- [Source text]:
I found out where to download the Alexa list of the top million websites and the
Ghostery bugs file that has regular expressions for eact tracking script. I
wrote 2 lines of shell script to import bugs.json and the alexa top 100. The
alexa line streams the zip from wget into funzip
which can extract a piped zip
file. This meant that when used with head
, only the top 100k sites needed to
be downloaded.
I first made some functions to import the ghostery bugs.json and try to compile the regex patterns. JS regex is not 100% compatible with python regexes so 4 patterns failed to compile.
Then I made a basic sequential page scraper and function to check the text for all the patterns in bugs.json. Scraping 100k sites sequentially would take a very long so I had to change the site fetching to concurrently fetch many sites at once.
First I used the requests
library with its async feature which uses gevent
.
This seemed to work and certainly sped up the processing but I ran into an
apperent bug with the underlying urllib3
resulted in increasing HTTPPool
errors until the fetching process stalled completely. After trying to work
around the problem I finally decided to use Tornado's
AsyncHTTPClient
instead, which I have used before but requires some more code to have a pool of
clients.
I refactored the code to use a class to manage the clients and store state. The managing class sends urls each of the client instances and waits for the clients to say they are ready for more urls. When a client fetches a site it checks for the tracking scripts and then appends the results to a csv file.
With 15 clients it manages about 6 sites per second at present. Adding more clients doesn't seem to improve the speed and makes it slower eventually.
-
Python
-
Tornado
$ pip install tornado
$ ./getfiles.sh
$ python ghostery_search.py

- [Information provided]:
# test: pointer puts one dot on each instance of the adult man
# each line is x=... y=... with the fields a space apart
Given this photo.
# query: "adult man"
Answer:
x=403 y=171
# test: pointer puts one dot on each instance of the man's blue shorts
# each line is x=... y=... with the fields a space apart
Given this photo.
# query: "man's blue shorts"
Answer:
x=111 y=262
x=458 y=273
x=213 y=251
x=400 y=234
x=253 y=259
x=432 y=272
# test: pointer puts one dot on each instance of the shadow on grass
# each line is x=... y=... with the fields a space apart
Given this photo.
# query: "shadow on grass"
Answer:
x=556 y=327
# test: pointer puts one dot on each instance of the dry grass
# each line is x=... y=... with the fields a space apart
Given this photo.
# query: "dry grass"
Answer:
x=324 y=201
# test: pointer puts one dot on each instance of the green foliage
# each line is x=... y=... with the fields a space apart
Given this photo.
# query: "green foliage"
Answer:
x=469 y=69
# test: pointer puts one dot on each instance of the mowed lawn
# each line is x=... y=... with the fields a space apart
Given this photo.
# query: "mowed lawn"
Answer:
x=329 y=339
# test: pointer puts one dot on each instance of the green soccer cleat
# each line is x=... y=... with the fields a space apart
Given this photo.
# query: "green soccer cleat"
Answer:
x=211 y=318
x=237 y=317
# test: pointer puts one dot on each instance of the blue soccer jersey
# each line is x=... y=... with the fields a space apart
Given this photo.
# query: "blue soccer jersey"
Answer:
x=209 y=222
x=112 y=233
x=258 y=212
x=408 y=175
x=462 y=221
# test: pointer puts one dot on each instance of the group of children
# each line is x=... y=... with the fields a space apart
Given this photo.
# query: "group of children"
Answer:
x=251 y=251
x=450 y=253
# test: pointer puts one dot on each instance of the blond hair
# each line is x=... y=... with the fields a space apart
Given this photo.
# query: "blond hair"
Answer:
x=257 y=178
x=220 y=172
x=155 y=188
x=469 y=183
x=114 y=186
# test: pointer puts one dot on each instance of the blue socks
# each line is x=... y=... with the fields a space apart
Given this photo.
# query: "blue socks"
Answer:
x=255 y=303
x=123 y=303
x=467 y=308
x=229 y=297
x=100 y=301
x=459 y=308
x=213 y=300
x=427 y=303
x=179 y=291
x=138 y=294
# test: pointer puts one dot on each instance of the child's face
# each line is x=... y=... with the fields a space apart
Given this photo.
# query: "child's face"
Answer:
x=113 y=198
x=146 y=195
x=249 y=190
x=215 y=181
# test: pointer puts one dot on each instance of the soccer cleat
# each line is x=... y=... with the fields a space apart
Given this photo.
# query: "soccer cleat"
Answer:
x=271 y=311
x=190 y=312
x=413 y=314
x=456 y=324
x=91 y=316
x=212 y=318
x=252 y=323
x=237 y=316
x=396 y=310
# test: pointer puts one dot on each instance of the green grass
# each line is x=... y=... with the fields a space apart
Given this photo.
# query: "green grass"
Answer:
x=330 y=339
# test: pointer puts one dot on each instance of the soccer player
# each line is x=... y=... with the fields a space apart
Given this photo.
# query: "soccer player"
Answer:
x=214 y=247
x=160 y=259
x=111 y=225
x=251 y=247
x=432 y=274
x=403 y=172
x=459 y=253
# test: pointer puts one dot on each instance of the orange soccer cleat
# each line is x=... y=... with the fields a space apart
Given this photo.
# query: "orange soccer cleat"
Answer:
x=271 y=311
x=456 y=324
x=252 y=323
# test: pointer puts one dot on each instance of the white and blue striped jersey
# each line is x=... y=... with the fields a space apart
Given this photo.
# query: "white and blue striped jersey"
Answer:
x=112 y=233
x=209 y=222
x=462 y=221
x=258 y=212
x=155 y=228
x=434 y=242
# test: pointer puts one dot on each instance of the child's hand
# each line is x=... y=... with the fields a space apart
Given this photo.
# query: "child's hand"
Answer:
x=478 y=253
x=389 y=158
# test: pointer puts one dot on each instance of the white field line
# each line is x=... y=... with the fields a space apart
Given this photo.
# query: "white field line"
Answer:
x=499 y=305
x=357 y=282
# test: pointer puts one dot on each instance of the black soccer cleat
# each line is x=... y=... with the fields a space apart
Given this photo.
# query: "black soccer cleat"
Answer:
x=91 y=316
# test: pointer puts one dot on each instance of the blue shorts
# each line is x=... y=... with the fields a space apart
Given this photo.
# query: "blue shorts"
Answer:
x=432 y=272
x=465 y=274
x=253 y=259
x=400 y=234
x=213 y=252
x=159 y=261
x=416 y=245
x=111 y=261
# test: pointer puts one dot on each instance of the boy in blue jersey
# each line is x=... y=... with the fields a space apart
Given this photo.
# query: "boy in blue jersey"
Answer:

- [Brief 1]:
Translate this sentence from the post about scanning websites for tracking scripts into Spanish: "I refactored the code to use a class to manage the clients and store state."
- [Brief 2]:
Locate every line of the listing that contains the word "grass" and copy each of those lines.

- [Exercise result 1]:
Refactoricé el código para usar una clase que gestione los clientes y almacene el estado.

- [Exercise result 2]:
# test: pointer puts one dot on each instance of the shadow on grass
# query: "shadow on grass"
# test: pointer puts one dot on each instance of the dry grass
# query: "dry grass"
# test: pointer puts one dot on each instance of the green grass
# query: "green grass"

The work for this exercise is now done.